Task instructions:
Collect every line in the data below that contains the string "stone", copying each one in full. Treat case as significant.

----

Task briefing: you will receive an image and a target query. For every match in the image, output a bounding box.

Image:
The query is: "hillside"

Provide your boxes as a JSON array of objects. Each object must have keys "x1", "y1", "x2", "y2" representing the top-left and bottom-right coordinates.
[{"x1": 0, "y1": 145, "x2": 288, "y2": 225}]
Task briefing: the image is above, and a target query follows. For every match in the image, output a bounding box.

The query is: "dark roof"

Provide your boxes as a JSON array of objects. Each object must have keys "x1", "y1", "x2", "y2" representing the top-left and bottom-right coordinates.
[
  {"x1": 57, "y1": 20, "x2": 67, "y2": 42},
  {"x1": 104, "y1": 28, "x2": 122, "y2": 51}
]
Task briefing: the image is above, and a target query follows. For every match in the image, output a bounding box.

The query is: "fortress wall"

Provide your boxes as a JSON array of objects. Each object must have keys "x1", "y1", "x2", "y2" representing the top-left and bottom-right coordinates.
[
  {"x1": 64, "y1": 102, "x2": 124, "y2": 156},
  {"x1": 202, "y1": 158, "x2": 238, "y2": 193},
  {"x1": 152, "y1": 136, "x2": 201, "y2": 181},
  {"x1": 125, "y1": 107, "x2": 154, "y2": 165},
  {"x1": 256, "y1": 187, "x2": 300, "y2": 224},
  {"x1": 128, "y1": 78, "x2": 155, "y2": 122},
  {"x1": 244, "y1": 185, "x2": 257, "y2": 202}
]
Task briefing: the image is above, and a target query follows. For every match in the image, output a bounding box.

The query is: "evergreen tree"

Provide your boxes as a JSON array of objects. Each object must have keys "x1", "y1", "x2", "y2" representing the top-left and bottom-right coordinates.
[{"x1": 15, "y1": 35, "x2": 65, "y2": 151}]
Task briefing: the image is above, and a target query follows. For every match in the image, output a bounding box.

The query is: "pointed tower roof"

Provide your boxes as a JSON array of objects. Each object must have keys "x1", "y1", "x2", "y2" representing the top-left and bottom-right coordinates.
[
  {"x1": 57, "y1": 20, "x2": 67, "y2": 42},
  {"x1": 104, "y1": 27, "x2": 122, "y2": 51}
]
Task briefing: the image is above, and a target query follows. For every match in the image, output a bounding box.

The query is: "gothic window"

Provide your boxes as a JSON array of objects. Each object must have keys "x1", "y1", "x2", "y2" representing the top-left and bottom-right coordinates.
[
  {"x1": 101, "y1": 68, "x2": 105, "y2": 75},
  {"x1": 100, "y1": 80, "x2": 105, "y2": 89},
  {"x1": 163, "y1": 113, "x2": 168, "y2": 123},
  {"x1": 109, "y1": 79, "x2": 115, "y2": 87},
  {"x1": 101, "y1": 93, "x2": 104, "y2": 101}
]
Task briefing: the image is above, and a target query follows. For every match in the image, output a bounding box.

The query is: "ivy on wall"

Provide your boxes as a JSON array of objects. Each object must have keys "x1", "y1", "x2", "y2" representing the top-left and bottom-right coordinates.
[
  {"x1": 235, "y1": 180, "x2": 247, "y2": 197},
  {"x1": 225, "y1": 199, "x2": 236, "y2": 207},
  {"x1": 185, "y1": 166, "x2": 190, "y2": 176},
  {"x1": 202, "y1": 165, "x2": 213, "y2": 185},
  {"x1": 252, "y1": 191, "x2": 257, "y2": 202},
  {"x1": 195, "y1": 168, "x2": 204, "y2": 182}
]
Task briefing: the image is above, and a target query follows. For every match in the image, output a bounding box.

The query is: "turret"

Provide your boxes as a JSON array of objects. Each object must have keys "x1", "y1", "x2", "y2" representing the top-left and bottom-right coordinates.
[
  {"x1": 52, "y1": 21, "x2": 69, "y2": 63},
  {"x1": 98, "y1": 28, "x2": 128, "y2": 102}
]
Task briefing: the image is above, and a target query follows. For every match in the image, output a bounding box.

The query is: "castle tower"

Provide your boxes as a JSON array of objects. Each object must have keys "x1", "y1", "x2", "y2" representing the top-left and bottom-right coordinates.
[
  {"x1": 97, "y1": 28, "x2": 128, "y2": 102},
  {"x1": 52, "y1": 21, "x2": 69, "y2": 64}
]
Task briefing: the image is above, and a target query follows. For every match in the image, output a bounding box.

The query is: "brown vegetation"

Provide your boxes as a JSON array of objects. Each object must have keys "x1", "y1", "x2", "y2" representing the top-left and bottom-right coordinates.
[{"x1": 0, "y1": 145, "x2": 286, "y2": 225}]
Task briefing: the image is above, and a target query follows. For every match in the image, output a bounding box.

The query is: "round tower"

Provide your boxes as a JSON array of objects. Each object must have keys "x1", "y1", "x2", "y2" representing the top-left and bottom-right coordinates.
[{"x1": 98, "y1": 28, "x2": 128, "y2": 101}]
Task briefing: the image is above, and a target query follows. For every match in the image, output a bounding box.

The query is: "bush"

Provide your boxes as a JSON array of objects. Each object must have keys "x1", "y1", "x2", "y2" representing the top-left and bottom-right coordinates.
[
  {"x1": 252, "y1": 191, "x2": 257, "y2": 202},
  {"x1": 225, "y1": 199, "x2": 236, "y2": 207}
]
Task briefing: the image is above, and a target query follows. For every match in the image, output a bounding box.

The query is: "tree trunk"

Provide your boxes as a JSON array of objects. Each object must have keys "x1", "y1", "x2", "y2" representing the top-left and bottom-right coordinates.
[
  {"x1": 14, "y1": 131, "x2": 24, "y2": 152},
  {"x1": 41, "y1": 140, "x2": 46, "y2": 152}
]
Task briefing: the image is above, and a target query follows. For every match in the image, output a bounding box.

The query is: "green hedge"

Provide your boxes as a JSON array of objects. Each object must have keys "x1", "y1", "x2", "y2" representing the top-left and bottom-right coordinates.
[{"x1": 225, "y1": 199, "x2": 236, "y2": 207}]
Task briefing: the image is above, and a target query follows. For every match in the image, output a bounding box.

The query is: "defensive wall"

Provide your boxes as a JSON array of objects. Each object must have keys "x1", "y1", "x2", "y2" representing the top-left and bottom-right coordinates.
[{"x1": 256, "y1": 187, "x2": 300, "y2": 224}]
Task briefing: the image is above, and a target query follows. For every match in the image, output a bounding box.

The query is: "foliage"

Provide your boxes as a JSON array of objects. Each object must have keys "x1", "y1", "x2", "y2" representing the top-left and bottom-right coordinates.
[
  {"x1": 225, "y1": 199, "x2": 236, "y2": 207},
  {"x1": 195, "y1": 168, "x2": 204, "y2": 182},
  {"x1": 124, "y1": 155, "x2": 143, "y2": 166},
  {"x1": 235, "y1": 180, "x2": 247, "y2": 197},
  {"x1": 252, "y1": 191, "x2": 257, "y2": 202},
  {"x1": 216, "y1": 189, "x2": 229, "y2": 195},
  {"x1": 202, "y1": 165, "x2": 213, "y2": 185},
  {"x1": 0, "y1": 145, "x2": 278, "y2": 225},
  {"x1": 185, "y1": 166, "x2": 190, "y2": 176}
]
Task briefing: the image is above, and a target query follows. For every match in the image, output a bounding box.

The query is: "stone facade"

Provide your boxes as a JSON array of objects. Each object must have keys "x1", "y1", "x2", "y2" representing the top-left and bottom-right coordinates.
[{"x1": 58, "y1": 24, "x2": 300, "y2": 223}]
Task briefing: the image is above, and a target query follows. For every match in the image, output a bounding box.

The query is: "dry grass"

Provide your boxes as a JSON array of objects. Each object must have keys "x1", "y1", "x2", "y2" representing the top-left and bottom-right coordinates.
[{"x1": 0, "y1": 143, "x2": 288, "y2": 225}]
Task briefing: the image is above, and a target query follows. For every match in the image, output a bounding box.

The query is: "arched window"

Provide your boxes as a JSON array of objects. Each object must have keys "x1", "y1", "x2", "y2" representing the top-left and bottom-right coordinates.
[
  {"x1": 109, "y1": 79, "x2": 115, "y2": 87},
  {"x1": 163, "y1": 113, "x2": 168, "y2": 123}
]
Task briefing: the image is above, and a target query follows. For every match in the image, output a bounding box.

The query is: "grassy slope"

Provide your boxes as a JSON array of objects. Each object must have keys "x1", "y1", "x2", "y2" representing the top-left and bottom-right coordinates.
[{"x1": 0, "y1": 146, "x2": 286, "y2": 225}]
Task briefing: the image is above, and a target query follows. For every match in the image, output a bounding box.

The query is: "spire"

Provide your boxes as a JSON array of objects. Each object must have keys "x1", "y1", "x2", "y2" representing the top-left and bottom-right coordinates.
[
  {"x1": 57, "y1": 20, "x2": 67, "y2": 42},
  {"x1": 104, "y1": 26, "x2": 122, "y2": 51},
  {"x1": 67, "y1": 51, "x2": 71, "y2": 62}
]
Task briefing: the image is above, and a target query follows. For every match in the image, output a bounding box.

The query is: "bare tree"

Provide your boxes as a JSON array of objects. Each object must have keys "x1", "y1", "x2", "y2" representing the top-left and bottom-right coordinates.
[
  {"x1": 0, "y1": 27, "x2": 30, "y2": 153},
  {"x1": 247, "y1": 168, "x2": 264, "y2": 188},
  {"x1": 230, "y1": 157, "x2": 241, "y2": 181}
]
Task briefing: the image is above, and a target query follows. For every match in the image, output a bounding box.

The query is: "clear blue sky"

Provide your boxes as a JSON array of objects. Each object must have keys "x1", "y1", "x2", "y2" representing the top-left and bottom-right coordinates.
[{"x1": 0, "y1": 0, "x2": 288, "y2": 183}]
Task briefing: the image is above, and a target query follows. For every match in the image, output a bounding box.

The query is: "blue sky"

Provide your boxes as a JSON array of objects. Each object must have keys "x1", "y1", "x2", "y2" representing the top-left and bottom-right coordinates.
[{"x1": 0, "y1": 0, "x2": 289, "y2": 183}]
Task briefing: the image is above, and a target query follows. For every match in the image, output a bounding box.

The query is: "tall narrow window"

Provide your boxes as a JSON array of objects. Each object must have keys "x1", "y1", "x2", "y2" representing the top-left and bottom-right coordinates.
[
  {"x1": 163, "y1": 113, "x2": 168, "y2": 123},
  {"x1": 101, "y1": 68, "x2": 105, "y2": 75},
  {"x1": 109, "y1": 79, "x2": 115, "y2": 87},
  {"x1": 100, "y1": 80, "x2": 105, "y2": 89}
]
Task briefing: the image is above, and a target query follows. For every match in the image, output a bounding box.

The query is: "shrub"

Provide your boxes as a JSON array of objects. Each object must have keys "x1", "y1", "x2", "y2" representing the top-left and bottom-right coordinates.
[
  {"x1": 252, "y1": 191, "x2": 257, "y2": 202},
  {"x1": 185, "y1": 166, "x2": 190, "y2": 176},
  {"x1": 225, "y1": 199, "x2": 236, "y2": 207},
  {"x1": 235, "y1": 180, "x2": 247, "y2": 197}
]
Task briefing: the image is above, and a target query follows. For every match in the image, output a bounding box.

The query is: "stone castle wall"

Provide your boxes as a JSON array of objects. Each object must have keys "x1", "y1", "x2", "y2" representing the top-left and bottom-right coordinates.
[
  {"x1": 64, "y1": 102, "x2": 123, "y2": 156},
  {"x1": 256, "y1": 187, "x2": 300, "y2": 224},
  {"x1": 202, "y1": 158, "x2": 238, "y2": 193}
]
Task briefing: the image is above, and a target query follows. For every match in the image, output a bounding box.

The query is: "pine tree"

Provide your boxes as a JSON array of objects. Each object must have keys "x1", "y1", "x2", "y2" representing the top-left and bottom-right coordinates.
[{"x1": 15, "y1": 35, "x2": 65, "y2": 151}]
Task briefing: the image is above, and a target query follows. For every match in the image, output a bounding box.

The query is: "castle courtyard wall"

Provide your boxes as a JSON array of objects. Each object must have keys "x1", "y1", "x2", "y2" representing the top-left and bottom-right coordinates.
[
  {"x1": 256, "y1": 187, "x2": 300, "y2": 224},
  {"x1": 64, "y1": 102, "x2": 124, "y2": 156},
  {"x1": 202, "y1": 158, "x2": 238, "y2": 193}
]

----

Expected answer:
The query is: "stone facade"
The query is: "stone castle wall"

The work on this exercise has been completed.